Reproduce the entries verbatim, from the start through the line containing "[0,446,97,510]", inclusive.

### RECORDS FOR THE TASK
######
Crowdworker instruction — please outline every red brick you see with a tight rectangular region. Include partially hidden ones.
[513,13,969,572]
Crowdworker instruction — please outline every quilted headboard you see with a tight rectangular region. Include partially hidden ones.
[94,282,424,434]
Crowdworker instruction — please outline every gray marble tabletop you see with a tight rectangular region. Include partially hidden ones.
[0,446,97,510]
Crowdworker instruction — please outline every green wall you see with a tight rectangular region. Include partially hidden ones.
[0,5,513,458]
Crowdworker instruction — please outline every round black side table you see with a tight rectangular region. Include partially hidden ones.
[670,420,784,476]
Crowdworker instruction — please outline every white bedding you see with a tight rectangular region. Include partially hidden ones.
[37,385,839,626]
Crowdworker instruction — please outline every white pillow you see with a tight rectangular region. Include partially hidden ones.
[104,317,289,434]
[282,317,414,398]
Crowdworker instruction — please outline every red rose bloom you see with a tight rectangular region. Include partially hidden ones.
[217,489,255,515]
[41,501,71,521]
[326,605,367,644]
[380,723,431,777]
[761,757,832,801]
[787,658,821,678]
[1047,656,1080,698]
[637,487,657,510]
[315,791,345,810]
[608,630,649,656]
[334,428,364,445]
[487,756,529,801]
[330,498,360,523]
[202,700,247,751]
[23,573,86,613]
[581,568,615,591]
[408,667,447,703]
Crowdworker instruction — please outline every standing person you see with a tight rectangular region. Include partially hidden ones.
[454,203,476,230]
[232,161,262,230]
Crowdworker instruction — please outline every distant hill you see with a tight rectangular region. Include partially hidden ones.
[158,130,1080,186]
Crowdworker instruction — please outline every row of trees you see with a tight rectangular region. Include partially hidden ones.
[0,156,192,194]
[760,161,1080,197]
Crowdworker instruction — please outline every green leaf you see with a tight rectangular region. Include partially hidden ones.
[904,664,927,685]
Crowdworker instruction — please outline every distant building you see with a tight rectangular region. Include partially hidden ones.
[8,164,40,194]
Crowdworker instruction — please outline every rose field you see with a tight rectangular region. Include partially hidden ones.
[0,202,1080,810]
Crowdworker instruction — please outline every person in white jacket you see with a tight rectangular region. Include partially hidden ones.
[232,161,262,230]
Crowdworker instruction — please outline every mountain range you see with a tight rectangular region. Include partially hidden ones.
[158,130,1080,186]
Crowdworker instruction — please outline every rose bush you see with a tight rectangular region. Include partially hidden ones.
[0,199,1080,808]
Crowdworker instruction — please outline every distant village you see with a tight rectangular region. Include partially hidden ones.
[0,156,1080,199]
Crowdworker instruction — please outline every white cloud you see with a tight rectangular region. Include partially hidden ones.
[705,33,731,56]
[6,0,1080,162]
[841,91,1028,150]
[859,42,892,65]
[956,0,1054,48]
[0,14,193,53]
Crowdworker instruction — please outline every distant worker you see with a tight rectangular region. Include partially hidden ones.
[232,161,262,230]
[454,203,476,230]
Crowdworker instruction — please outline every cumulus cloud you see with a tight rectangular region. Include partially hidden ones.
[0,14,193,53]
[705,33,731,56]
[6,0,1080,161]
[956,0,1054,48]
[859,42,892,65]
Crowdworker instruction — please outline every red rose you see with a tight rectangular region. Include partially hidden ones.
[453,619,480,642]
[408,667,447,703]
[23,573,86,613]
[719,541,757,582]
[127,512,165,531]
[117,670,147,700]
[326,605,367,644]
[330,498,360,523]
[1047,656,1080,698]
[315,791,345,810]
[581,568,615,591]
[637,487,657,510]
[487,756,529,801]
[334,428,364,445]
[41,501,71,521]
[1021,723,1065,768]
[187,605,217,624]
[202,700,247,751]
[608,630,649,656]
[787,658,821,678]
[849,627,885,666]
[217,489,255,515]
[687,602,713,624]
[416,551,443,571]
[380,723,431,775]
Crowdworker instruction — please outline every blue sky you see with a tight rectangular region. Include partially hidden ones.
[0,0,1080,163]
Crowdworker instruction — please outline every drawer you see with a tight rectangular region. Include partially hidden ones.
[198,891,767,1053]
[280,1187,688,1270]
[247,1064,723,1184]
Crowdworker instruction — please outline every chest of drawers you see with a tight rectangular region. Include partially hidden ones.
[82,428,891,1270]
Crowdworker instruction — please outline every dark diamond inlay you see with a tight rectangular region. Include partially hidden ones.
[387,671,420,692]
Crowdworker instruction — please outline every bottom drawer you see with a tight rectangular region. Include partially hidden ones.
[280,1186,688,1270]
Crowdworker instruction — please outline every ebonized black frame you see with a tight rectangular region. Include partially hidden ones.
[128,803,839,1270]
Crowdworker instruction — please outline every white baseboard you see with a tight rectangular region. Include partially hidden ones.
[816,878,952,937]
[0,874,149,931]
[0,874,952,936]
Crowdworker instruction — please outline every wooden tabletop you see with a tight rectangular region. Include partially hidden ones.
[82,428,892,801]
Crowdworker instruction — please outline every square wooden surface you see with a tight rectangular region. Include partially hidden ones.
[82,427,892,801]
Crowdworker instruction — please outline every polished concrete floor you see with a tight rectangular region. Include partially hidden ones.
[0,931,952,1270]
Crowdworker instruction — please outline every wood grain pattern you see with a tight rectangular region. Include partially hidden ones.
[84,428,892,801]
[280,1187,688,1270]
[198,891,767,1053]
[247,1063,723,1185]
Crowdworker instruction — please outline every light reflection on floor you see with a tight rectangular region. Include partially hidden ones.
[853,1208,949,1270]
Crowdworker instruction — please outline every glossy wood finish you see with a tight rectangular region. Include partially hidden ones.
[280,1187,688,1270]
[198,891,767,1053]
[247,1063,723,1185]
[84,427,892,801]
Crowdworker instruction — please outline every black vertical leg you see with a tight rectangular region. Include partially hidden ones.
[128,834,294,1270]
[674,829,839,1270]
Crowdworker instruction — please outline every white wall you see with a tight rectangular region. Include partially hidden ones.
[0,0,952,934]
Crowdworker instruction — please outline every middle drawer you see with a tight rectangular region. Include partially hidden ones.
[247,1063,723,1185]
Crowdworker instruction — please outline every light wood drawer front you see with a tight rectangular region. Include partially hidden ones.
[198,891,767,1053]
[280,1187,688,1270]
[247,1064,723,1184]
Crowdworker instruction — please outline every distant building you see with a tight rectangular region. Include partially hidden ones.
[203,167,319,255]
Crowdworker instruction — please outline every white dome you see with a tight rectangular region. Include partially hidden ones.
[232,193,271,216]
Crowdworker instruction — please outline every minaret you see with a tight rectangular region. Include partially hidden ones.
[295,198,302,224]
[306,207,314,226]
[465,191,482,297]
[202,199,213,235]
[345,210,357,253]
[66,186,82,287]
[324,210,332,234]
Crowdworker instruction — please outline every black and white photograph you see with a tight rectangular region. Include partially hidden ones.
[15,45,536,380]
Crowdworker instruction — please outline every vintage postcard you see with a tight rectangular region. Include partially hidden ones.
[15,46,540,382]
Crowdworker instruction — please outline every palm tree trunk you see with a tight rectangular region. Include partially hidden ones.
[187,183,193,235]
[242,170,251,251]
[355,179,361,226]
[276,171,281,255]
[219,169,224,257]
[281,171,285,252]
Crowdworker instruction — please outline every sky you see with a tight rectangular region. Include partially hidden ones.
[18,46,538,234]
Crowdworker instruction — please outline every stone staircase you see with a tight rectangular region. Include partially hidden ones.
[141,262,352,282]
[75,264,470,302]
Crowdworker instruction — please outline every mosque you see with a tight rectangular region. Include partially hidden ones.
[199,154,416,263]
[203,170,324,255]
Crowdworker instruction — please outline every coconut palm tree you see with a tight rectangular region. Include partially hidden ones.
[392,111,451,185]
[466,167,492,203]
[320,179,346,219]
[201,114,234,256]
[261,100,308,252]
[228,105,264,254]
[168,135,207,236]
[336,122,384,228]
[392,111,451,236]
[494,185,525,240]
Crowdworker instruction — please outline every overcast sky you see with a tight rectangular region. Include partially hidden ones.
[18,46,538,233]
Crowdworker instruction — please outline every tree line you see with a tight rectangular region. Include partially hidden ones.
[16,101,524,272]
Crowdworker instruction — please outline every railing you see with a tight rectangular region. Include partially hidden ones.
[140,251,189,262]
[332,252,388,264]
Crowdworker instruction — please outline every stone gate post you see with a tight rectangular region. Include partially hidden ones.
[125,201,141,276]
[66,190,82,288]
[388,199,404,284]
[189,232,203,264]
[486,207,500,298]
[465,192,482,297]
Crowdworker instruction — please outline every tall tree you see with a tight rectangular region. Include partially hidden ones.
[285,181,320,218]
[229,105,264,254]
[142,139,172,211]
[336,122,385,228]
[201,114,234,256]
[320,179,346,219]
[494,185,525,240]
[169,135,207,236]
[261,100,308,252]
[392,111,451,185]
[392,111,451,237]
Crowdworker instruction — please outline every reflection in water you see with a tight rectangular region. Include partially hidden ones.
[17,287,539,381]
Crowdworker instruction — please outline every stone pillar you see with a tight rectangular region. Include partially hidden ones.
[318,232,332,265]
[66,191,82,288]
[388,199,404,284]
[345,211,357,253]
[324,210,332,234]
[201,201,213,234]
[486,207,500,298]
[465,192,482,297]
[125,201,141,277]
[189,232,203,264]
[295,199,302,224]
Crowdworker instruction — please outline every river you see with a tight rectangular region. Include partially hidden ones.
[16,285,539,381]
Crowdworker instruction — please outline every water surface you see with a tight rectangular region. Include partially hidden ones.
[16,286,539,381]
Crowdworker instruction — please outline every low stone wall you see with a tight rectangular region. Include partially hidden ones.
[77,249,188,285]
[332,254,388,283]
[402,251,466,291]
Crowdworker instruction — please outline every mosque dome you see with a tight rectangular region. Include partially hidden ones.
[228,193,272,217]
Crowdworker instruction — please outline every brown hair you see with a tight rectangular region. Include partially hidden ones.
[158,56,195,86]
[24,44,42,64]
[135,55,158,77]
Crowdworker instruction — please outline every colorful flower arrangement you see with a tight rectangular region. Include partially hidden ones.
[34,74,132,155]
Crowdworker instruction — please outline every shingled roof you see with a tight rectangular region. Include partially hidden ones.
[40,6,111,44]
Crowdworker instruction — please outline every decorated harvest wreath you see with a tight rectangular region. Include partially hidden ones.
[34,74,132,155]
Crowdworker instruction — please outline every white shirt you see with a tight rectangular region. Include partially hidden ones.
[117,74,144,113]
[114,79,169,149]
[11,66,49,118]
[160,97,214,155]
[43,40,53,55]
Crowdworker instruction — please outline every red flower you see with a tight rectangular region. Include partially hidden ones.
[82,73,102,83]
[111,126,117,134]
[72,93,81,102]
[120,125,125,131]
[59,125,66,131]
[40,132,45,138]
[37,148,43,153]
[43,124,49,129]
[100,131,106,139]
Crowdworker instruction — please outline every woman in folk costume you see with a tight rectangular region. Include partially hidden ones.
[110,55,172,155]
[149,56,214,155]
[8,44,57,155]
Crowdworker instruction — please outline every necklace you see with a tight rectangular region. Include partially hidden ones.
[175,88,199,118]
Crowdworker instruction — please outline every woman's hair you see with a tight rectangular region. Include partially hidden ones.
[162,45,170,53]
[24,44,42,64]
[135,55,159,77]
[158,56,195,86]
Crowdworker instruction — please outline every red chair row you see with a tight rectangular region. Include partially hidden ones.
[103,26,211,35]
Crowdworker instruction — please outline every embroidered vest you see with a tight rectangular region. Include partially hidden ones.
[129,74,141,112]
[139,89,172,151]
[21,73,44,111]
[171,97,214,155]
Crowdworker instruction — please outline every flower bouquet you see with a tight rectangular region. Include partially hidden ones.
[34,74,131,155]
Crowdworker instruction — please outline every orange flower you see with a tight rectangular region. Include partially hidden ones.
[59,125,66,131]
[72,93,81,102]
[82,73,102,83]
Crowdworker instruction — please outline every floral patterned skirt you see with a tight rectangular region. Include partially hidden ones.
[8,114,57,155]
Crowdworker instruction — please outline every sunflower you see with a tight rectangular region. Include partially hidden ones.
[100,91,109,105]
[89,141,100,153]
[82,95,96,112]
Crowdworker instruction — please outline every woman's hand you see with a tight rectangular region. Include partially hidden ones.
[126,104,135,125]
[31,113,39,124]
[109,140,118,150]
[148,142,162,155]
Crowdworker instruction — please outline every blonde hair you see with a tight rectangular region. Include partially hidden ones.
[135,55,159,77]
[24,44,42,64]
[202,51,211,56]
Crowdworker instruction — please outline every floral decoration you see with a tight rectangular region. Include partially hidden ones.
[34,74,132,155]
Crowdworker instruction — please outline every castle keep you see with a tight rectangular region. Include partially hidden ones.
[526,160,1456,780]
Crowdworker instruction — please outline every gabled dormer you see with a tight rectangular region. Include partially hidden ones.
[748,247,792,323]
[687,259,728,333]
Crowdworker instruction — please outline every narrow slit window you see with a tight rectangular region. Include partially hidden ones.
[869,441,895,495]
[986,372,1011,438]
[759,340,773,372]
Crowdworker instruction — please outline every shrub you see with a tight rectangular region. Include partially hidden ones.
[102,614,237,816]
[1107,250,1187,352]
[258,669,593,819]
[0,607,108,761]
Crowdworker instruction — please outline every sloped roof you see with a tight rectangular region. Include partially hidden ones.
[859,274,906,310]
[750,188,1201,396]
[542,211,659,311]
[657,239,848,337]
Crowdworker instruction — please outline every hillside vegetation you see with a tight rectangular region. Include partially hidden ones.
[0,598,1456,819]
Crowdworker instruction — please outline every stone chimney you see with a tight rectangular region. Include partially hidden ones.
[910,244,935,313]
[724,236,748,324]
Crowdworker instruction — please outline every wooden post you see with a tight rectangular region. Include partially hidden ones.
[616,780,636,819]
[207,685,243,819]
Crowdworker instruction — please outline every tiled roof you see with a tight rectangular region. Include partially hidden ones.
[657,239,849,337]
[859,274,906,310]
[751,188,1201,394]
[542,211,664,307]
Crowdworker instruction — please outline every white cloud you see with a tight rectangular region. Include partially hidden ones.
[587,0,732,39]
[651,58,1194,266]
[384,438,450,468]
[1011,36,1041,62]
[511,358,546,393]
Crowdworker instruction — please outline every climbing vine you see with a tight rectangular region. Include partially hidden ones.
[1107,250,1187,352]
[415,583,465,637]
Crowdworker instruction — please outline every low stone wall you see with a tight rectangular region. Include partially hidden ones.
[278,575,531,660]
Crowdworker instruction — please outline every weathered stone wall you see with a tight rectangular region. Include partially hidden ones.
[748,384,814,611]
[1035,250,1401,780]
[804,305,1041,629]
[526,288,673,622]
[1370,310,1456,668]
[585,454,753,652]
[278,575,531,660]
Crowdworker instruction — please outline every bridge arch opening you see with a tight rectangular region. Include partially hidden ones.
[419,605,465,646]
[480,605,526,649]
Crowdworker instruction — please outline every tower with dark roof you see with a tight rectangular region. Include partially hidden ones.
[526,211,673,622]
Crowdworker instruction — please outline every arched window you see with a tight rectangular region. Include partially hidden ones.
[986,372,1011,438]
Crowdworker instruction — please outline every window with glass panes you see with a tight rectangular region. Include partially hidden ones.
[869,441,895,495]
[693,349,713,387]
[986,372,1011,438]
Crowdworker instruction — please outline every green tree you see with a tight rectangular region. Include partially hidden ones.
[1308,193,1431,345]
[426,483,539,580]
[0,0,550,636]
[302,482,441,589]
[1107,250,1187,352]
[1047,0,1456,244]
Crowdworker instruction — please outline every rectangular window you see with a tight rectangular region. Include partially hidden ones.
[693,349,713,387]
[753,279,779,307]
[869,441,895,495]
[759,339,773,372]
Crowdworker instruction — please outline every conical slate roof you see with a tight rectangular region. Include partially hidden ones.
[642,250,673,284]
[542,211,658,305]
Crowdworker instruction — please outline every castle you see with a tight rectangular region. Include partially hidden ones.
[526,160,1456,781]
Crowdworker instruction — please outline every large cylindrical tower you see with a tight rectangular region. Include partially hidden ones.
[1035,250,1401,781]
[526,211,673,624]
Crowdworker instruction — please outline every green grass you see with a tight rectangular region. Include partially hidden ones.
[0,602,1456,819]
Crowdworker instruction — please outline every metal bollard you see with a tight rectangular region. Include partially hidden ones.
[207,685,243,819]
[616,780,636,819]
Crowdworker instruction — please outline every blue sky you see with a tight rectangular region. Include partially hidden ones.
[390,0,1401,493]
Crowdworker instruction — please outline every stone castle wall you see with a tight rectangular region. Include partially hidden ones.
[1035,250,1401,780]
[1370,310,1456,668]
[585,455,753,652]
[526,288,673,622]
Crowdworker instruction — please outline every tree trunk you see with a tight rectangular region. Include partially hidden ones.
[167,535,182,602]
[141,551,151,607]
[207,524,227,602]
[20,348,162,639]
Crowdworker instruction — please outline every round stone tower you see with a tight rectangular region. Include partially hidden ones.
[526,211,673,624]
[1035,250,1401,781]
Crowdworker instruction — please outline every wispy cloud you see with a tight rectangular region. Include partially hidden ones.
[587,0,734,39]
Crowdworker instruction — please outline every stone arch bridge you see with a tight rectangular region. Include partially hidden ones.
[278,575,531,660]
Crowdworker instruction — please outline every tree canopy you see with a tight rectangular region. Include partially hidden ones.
######
### FINISHED TASK
Crowdworker instruction — please outline every red brick you see with a tight rectangular region. Include partially hidden ones.
[513,13,969,572]
Crowdworker instruction — please outline every quilted headboard you see with a tight rectangular region. Include partially hidden ones.
[94,282,424,434]
Crowdworker instruction — please outline every gray marble tabletop you see with a tight rectangular region. Include partially hidden ones.
[0,446,97,510]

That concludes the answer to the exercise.